Given data Start Marker
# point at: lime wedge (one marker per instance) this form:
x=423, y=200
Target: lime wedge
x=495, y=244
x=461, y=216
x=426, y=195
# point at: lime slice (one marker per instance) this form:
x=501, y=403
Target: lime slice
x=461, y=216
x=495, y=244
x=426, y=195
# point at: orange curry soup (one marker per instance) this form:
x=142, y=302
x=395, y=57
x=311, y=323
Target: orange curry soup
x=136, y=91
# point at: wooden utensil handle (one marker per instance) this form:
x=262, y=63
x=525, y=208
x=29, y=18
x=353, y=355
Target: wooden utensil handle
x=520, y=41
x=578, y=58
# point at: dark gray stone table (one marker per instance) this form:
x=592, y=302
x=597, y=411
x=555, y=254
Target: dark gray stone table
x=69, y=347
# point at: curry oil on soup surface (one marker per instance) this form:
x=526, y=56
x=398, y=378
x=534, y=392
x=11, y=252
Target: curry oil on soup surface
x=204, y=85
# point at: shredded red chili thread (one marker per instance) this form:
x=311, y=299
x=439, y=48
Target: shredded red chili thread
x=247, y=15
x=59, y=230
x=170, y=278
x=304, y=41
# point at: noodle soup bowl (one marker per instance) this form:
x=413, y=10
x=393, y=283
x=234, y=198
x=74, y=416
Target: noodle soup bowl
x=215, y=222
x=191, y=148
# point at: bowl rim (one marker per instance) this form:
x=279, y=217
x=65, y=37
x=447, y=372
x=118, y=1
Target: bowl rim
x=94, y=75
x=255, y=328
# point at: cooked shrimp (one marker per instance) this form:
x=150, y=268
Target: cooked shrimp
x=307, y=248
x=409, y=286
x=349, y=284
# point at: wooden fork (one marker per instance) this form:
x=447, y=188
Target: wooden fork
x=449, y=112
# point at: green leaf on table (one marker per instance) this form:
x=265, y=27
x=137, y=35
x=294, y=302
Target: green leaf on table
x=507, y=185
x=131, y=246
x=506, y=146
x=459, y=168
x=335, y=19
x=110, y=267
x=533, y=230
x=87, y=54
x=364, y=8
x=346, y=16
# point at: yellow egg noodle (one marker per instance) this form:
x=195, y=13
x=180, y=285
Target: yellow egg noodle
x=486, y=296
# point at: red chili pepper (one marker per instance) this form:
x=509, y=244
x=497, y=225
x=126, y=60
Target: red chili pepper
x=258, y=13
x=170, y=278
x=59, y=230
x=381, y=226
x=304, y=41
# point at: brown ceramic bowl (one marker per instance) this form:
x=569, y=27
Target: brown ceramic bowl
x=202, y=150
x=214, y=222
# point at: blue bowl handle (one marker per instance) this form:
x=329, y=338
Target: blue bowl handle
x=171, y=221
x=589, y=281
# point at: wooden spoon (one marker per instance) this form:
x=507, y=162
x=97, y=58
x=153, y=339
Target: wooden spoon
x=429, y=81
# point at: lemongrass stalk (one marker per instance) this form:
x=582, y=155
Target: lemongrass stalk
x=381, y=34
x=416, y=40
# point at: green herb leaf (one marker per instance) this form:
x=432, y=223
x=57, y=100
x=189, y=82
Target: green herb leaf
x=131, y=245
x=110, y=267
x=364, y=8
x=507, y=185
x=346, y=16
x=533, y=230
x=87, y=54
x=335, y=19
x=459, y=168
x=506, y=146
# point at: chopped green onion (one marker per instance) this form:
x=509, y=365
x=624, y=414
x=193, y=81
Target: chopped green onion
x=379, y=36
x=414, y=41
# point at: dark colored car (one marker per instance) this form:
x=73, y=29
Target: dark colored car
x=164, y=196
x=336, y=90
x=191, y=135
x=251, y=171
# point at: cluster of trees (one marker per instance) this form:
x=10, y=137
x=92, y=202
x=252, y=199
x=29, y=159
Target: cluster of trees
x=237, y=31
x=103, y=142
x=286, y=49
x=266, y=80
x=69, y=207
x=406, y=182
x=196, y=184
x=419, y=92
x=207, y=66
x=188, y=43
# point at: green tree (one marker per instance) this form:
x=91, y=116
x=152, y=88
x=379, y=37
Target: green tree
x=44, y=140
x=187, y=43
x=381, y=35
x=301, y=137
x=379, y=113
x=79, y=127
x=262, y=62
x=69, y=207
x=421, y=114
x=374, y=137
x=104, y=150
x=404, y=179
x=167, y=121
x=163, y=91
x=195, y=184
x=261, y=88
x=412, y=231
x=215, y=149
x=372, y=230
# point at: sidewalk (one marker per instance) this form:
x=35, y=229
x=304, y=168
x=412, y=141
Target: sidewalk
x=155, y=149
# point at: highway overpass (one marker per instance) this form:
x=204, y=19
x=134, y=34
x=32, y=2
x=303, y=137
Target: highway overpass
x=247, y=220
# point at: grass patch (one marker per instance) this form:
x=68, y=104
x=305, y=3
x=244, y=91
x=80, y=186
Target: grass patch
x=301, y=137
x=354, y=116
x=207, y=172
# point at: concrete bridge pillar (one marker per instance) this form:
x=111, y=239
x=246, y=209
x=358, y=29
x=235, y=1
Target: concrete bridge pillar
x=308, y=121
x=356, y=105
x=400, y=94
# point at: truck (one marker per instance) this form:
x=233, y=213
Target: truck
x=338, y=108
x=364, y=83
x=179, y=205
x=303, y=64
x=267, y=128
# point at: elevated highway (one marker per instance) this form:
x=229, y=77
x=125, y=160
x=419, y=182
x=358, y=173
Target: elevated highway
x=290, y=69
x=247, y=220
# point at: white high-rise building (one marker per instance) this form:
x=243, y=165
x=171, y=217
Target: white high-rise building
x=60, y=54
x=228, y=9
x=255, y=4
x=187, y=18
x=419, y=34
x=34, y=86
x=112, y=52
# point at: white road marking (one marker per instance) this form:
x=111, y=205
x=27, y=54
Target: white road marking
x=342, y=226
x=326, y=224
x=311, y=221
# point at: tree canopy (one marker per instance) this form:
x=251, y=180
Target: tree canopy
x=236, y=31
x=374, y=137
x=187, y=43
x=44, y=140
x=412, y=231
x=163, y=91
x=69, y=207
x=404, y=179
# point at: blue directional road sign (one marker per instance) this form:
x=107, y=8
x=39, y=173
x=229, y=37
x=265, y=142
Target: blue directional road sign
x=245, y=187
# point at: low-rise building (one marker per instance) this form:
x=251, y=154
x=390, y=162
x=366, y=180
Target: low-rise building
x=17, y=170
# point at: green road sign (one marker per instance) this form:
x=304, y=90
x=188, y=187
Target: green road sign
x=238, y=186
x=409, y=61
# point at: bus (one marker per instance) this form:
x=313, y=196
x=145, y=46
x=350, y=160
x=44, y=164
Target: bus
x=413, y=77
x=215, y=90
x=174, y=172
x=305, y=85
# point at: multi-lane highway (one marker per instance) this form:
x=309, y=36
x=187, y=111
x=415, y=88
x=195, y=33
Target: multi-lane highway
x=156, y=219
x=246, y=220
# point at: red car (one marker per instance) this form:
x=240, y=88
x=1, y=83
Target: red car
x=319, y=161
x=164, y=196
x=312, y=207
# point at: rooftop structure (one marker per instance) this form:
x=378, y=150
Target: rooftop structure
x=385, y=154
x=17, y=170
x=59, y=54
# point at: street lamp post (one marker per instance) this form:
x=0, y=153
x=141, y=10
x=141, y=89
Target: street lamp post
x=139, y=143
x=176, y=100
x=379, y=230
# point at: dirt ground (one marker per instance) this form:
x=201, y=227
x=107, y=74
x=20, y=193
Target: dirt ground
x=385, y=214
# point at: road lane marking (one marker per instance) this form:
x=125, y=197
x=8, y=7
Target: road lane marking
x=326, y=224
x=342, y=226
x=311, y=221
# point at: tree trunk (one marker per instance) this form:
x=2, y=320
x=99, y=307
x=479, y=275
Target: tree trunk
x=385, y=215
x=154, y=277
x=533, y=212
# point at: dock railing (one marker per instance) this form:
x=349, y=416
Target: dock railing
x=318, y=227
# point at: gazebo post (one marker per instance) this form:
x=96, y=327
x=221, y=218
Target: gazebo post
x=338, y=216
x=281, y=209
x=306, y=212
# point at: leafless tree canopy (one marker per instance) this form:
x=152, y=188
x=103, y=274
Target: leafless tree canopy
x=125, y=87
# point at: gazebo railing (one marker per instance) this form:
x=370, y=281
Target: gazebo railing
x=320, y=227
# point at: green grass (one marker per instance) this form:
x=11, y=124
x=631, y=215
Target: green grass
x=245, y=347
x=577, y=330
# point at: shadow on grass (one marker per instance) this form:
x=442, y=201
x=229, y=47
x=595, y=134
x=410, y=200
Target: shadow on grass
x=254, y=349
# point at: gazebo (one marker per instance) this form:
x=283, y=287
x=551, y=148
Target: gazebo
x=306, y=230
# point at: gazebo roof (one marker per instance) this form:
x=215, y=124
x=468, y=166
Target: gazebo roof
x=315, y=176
Given data End Marker
→ Problem to solve
Would you copy, unchanged, the stretch of the records above that begins at the line containing "x=10, y=137" and ends at the line containing "x=91, y=116", and only that?

→ Solution to the exercise
x=10, y=137
x=92, y=202
x=252, y=199
x=29, y=159
Target: cluster of trees
x=237, y=31
x=103, y=142
x=286, y=49
x=266, y=80
x=69, y=207
x=406, y=182
x=196, y=184
x=419, y=92
x=207, y=66
x=188, y=43
# point at: green tree (one marker per instance) this form:
x=91, y=116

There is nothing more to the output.